- Opening Delimiter -

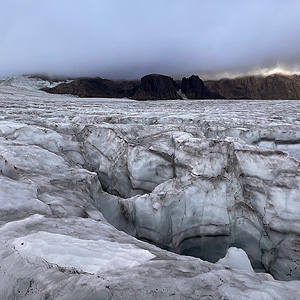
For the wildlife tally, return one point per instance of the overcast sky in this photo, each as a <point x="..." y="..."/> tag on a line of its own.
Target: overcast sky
<point x="130" y="38"/>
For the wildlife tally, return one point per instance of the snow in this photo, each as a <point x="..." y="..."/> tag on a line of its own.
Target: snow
<point x="81" y="179"/>
<point x="236" y="258"/>
<point x="81" y="254"/>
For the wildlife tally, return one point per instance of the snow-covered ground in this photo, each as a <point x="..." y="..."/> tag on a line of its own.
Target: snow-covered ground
<point x="81" y="178"/>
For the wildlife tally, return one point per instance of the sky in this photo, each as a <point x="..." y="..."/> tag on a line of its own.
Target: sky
<point x="120" y="39"/>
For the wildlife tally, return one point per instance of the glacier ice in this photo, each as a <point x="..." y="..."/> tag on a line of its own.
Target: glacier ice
<point x="80" y="179"/>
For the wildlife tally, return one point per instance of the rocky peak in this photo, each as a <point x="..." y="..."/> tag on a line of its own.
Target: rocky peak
<point x="156" y="87"/>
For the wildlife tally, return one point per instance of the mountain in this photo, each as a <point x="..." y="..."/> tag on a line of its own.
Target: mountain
<point x="150" y="87"/>
<point x="276" y="86"/>
<point x="95" y="88"/>
<point x="157" y="87"/>
<point x="194" y="88"/>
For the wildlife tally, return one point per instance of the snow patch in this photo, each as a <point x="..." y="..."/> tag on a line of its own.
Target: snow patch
<point x="84" y="255"/>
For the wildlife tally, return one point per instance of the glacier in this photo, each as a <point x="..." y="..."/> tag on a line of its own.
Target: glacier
<point x="120" y="199"/>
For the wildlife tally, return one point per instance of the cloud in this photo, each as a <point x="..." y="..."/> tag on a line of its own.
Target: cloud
<point x="128" y="39"/>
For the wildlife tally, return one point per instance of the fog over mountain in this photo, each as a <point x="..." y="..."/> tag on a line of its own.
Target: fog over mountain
<point x="128" y="39"/>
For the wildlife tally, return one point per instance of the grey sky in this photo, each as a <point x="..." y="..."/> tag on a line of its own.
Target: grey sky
<point x="131" y="38"/>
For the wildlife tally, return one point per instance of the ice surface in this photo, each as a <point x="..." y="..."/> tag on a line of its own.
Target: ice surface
<point x="194" y="177"/>
<point x="236" y="258"/>
<point x="82" y="254"/>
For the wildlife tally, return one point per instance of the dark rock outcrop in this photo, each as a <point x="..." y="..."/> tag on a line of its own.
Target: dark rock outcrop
<point x="275" y="86"/>
<point x="194" y="88"/>
<point x="96" y="88"/>
<point x="156" y="87"/>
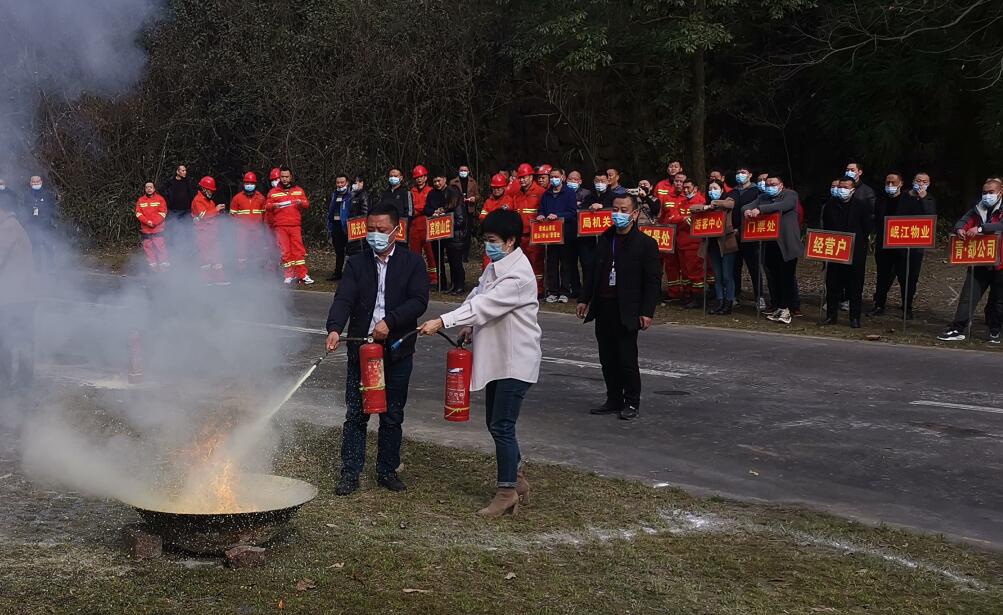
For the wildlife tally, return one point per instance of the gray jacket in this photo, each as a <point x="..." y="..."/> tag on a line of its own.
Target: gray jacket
<point x="790" y="232"/>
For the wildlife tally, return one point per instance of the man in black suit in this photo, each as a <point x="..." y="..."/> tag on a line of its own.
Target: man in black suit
<point x="382" y="294"/>
<point x="621" y="296"/>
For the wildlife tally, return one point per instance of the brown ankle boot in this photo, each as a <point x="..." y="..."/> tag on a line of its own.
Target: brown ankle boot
<point x="506" y="502"/>
<point x="523" y="487"/>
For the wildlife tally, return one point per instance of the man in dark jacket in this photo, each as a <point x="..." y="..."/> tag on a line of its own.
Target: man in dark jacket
<point x="382" y="294"/>
<point x="445" y="199"/>
<point x="622" y="299"/>
<point x="847" y="213"/>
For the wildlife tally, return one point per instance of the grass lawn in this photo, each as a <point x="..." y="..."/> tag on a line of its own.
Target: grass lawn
<point x="586" y="545"/>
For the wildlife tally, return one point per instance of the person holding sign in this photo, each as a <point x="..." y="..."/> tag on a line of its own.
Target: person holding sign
<point x="847" y="213"/>
<point x="986" y="218"/>
<point x="780" y="257"/>
<point x="621" y="298"/>
<point x="721" y="251"/>
<point x="499" y="317"/>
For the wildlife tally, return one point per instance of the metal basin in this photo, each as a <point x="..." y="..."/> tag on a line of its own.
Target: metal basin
<point x="276" y="500"/>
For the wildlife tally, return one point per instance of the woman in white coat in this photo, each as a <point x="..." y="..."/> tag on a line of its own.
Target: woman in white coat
<point x="499" y="316"/>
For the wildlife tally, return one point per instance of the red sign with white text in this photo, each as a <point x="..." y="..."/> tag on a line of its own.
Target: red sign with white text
<point x="829" y="246"/>
<point x="765" y="228"/>
<point x="910" y="232"/>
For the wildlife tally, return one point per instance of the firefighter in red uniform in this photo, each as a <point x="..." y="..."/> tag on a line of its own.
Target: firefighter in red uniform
<point x="151" y="212"/>
<point x="527" y="202"/>
<point x="248" y="210"/>
<point x="669" y="195"/>
<point x="499" y="200"/>
<point x="417" y="235"/>
<point x="205" y="213"/>
<point x="282" y="208"/>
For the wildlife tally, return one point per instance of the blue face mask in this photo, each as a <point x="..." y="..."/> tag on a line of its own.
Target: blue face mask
<point x="621" y="220"/>
<point x="494" y="252"/>
<point x="379" y="242"/>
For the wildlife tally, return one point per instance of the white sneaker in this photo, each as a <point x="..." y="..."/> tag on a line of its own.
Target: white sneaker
<point x="784" y="317"/>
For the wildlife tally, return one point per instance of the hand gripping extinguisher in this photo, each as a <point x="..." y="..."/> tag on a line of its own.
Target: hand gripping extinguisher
<point x="458" y="364"/>
<point x="371" y="380"/>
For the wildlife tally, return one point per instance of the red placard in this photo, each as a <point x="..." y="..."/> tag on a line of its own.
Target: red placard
<point x="765" y="228"/>
<point x="439" y="228"/>
<point x="910" y="232"/>
<point x="979" y="250"/>
<point x="547" y="233"/>
<point x="664" y="236"/>
<point x="829" y="246"/>
<point x="705" y="225"/>
<point x="591" y="224"/>
<point x="356" y="228"/>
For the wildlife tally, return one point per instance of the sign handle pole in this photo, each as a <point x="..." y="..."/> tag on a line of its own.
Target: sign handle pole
<point x="905" y="293"/>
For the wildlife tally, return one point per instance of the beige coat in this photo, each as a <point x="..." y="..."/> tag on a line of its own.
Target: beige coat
<point x="503" y="311"/>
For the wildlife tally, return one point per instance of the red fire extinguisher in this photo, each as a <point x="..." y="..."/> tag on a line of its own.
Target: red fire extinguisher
<point x="458" y="363"/>
<point x="371" y="381"/>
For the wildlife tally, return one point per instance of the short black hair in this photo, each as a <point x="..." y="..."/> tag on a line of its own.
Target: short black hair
<point x="507" y="224"/>
<point x="386" y="210"/>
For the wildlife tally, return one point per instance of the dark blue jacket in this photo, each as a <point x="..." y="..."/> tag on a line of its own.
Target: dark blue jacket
<point x="405" y="298"/>
<point x="563" y="204"/>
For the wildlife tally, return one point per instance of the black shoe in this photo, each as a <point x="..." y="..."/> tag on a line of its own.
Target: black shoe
<point x="346" y="486"/>
<point x="607" y="408"/>
<point x="391" y="482"/>
<point x="629" y="412"/>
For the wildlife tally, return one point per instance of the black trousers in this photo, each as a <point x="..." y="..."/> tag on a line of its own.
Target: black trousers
<point x="845" y="283"/>
<point x="977" y="282"/>
<point x="618" y="355"/>
<point x="781" y="276"/>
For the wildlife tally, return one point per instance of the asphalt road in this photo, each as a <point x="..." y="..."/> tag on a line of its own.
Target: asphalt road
<point x="873" y="431"/>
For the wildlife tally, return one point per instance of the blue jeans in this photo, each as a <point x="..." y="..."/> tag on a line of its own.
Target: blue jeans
<point x="504" y="400"/>
<point x="353" y="437"/>
<point x="724" y="271"/>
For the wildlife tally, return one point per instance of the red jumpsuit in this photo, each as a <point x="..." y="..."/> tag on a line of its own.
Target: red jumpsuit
<point x="282" y="210"/>
<point x="249" y="214"/>
<point x="417" y="234"/>
<point x="207" y="238"/>
<point x="151" y="212"/>
<point x="528" y="204"/>
<point x="505" y="203"/>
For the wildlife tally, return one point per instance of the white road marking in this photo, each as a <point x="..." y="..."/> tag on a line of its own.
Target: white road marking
<point x="958" y="406"/>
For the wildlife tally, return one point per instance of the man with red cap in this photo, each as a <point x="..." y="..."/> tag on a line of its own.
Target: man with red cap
<point x="527" y="202"/>
<point x="282" y="207"/>
<point x="499" y="200"/>
<point x="151" y="212"/>
<point x="205" y="213"/>
<point x="248" y="210"/>
<point x="417" y="234"/>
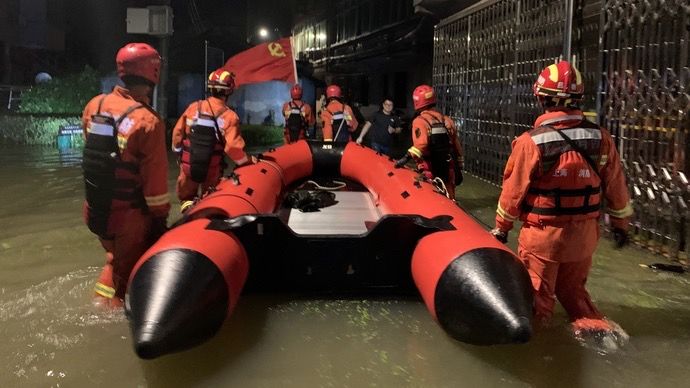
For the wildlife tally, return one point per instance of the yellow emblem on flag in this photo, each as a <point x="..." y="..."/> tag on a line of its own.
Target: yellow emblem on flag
<point x="276" y="49"/>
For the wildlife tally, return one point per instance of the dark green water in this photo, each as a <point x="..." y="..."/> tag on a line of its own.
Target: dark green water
<point x="52" y="336"/>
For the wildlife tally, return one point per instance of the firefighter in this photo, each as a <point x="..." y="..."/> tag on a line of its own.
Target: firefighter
<point x="298" y="116"/>
<point x="207" y="130"/>
<point x="338" y="120"/>
<point x="125" y="170"/>
<point x="555" y="179"/>
<point x="435" y="145"/>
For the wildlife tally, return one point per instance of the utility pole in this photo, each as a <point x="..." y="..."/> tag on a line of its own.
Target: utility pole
<point x="163" y="84"/>
<point x="155" y="20"/>
<point x="568" y="31"/>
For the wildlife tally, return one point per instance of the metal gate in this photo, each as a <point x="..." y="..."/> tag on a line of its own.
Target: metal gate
<point x="645" y="101"/>
<point x="634" y="58"/>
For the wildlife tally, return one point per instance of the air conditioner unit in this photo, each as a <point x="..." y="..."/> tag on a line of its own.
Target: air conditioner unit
<point x="160" y="20"/>
<point x="137" y="20"/>
<point x="152" y="20"/>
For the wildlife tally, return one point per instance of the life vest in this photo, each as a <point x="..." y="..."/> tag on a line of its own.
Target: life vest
<point x="341" y="132"/>
<point x="203" y="147"/>
<point x="568" y="188"/>
<point x="440" y="147"/>
<point x="295" y="124"/>
<point x="107" y="177"/>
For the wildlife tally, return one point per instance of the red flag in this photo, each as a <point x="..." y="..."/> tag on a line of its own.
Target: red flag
<point x="265" y="62"/>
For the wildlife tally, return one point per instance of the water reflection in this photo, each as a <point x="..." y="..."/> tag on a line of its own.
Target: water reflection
<point x="54" y="337"/>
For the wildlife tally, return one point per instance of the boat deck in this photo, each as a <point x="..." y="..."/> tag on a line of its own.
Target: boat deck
<point x="350" y="216"/>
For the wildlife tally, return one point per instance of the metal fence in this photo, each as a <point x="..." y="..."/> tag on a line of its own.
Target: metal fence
<point x="634" y="58"/>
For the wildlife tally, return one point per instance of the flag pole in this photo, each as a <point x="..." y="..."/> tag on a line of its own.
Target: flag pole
<point x="294" y="62"/>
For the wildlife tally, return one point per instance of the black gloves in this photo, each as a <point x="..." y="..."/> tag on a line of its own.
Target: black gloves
<point x="499" y="235"/>
<point x="620" y="238"/>
<point x="159" y="225"/>
<point x="458" y="178"/>
<point x="402" y="161"/>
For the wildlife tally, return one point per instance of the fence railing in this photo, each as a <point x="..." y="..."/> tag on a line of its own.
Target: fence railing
<point x="634" y="58"/>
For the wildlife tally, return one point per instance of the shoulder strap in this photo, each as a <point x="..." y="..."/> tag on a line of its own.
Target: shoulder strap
<point x="127" y="112"/>
<point x="215" y="122"/>
<point x="577" y="148"/>
<point x="100" y="104"/>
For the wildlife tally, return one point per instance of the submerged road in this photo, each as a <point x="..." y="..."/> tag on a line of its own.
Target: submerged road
<point x="54" y="337"/>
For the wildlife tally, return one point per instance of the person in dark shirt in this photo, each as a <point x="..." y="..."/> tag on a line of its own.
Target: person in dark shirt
<point x="385" y="124"/>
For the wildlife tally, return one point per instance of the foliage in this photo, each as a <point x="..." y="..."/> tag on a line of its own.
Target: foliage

- Closing Delimiter -

# [Task description]
Search term "foliage": return each line of the data that contains it.

# [Solution to the problem]
For the wildlife tally, return one point per instance of the foliage in this photo, each as a <point x="..." y="..."/> tag on a line of its own.
Target: foliage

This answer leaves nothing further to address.